WHAT YOU HAVE TO DO>
Your answer should be exactly the lines from the one that contains "Our team needs the bounding box of the stone step" through the final line of the entries below, and nothing else.

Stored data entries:

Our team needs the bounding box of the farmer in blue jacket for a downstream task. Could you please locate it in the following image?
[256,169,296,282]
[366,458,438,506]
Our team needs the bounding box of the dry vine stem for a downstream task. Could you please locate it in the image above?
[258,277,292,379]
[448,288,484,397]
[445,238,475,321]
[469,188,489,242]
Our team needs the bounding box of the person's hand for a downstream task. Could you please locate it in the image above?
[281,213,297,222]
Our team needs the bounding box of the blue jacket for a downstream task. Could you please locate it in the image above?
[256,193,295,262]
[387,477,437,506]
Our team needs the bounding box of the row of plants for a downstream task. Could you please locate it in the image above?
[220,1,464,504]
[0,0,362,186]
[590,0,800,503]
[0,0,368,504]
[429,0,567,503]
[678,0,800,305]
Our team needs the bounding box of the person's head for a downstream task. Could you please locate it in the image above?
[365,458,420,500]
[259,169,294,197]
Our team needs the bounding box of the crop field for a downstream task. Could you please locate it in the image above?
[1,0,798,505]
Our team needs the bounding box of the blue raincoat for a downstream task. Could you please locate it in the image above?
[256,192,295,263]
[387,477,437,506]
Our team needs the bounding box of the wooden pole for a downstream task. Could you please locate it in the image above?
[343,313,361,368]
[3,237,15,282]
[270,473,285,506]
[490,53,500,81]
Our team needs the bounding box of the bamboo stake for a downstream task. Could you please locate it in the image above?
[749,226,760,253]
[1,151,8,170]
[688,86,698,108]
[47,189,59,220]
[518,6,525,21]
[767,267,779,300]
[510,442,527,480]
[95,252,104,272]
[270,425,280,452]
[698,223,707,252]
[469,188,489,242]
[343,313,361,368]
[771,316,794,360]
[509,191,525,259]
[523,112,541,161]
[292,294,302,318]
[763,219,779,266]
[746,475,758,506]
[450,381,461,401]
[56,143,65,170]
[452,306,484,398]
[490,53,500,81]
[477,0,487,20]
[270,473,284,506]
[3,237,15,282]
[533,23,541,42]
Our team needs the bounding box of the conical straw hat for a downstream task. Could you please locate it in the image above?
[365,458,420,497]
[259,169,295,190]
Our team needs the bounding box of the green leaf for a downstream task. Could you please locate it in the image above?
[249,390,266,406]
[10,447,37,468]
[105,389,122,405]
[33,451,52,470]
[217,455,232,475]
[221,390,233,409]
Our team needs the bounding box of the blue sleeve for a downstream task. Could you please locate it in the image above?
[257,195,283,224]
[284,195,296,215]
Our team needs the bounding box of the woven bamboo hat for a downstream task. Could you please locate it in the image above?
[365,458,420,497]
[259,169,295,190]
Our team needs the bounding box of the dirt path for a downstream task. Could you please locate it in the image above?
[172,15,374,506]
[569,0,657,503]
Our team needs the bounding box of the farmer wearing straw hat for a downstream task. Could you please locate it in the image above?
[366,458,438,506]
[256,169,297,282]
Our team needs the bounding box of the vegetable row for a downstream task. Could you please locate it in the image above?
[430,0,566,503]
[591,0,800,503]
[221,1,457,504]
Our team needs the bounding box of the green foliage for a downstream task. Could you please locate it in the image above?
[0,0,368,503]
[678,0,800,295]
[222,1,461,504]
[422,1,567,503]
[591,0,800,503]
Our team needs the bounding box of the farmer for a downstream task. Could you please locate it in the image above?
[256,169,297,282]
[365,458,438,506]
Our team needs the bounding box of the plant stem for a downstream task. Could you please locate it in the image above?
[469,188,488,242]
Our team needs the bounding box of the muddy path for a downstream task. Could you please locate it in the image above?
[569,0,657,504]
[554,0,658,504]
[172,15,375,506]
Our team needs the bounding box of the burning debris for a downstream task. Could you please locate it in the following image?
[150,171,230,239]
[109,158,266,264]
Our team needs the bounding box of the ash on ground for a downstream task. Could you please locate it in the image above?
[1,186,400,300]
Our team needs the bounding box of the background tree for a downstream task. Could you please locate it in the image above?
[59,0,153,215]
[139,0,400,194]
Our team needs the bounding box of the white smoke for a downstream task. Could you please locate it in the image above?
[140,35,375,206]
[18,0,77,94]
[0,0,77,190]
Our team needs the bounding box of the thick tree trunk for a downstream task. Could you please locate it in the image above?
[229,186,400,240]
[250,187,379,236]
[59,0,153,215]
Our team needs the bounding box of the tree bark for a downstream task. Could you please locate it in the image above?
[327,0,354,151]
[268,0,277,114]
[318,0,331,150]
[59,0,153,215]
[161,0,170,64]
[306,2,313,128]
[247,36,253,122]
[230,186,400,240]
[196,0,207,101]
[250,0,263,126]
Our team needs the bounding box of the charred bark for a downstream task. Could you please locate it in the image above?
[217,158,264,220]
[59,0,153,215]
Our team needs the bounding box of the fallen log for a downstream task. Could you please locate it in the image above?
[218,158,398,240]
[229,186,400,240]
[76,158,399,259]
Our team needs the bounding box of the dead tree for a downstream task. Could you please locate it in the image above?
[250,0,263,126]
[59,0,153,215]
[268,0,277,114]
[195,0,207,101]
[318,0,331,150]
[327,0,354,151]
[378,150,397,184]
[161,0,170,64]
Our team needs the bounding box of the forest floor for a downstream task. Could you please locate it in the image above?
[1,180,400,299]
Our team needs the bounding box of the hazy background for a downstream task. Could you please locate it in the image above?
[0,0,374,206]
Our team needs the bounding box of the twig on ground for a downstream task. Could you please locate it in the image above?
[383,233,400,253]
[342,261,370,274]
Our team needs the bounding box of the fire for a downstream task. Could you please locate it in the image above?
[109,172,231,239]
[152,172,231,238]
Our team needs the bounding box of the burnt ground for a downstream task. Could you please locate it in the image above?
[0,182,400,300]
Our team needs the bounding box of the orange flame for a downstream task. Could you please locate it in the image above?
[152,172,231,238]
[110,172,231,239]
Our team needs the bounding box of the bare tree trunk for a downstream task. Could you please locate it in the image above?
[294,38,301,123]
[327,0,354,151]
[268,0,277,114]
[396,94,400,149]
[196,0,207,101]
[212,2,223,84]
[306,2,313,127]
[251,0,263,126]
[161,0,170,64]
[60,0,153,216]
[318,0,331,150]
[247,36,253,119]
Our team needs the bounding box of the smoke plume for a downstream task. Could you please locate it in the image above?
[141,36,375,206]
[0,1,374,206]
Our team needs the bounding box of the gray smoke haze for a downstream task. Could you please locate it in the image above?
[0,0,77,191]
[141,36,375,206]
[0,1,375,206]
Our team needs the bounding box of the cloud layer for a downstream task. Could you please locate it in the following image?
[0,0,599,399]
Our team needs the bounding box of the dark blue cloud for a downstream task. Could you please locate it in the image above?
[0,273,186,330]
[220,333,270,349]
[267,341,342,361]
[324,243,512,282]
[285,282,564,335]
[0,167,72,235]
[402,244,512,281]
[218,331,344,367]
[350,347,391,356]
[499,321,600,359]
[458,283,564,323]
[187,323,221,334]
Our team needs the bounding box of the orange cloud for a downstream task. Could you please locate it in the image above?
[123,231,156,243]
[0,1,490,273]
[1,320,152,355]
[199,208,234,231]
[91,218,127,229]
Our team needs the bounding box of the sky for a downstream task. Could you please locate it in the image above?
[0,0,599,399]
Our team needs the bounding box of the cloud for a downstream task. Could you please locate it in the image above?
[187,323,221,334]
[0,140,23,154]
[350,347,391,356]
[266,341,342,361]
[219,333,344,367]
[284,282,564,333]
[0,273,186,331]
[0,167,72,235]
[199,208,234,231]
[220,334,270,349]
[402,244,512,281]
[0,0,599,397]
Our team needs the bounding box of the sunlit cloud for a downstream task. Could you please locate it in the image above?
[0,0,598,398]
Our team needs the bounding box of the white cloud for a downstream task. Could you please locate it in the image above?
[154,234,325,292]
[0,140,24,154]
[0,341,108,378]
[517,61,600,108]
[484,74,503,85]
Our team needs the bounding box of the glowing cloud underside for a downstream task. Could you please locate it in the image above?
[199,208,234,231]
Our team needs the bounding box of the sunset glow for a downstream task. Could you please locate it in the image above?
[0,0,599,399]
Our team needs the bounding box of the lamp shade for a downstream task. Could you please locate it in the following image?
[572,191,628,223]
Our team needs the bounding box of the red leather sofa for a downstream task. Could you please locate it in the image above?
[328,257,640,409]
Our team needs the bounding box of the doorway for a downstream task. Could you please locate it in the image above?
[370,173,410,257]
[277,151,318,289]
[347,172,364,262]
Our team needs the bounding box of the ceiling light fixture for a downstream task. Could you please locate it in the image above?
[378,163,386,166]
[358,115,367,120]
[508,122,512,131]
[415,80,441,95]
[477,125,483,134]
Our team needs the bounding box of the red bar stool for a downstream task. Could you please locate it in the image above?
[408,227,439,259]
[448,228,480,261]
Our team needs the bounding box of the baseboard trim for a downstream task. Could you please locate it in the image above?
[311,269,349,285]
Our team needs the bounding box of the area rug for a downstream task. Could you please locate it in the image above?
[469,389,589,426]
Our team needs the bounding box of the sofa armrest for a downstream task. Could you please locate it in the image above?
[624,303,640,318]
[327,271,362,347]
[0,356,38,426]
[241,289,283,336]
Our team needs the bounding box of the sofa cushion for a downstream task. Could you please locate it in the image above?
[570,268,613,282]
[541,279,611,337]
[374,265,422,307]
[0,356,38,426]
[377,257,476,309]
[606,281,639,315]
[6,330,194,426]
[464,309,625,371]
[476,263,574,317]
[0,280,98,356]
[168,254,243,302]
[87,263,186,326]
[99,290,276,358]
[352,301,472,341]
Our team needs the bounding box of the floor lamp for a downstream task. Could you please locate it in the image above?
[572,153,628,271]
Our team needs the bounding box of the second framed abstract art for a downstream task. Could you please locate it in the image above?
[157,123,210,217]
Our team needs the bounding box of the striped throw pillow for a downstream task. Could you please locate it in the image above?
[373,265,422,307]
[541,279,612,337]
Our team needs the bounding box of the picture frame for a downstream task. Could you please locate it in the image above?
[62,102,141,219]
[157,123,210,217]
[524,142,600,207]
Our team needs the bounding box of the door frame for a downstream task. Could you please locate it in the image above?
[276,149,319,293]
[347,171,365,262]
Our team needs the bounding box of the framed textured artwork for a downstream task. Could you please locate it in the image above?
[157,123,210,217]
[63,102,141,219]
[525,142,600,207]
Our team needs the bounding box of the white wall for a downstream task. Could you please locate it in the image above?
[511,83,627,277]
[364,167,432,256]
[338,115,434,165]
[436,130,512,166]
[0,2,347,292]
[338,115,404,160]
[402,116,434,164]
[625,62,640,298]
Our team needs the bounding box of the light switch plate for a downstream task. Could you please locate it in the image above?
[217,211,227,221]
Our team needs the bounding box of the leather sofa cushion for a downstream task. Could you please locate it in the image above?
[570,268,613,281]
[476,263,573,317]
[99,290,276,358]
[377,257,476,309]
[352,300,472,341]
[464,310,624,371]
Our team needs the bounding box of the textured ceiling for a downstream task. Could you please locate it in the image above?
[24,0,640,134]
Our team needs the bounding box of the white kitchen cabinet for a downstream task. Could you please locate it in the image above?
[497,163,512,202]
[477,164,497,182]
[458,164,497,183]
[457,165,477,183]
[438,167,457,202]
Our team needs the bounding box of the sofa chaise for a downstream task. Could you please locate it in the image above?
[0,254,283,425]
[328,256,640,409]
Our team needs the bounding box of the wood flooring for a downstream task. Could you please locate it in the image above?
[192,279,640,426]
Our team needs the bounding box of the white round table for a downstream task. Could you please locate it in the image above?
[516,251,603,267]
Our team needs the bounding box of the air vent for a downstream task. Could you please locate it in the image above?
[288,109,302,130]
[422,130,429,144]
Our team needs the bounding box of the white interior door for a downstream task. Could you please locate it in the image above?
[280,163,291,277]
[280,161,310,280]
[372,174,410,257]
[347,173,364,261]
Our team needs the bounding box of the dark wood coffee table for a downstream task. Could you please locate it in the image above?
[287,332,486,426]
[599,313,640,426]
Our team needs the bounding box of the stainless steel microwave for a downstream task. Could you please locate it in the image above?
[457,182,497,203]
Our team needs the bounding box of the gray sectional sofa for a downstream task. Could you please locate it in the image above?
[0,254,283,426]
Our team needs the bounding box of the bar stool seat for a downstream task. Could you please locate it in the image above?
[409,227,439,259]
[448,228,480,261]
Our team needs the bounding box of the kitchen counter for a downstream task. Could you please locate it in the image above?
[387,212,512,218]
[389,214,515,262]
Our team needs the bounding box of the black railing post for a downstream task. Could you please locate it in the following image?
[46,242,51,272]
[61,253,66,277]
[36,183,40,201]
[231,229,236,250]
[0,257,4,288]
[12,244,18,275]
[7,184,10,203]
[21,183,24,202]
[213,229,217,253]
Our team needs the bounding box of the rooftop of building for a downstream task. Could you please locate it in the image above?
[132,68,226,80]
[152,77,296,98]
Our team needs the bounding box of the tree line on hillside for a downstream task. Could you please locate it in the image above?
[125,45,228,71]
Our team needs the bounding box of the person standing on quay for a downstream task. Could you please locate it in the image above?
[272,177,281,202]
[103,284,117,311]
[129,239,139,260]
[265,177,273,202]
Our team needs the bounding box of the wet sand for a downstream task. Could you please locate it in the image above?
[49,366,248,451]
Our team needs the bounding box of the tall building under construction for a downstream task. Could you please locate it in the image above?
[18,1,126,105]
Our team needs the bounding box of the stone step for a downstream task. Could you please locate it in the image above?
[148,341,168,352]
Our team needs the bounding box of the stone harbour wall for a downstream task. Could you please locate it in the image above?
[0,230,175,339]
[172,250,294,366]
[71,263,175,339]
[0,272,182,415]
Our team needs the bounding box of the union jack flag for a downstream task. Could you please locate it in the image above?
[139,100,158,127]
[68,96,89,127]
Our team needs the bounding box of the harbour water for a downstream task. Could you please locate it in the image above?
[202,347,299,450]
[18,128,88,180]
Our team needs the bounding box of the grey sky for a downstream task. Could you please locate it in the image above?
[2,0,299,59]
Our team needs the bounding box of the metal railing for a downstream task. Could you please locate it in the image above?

SOLUTION FOR THIS TASK>
Our team needs the bounding box of the stone step for a downstream task. Could you please locate it in the image above?
[148,341,168,352]
Our team needs the bounding box of the stone harbour wall for a downstream task. Could you please locate it in the image above?
[0,230,175,339]
[172,250,294,366]
[71,263,175,339]
[0,272,182,415]
Our team needs the bounding box of the union jack flag for a downstream task. Could you please locate it in the image above?
[139,100,158,127]
[68,96,89,127]
Our team needs the bounding box of the harbour water for a downstream task. Could you please locate it in the image above?
[202,347,299,450]
[18,128,88,180]
Our team needs the bounding box of the grey sky for a downstream task. Could you please locate it in the image above?
[2,0,299,59]
Our team needs the bounding box of the metal railing for a downstream task. Could you please locate it in the image above?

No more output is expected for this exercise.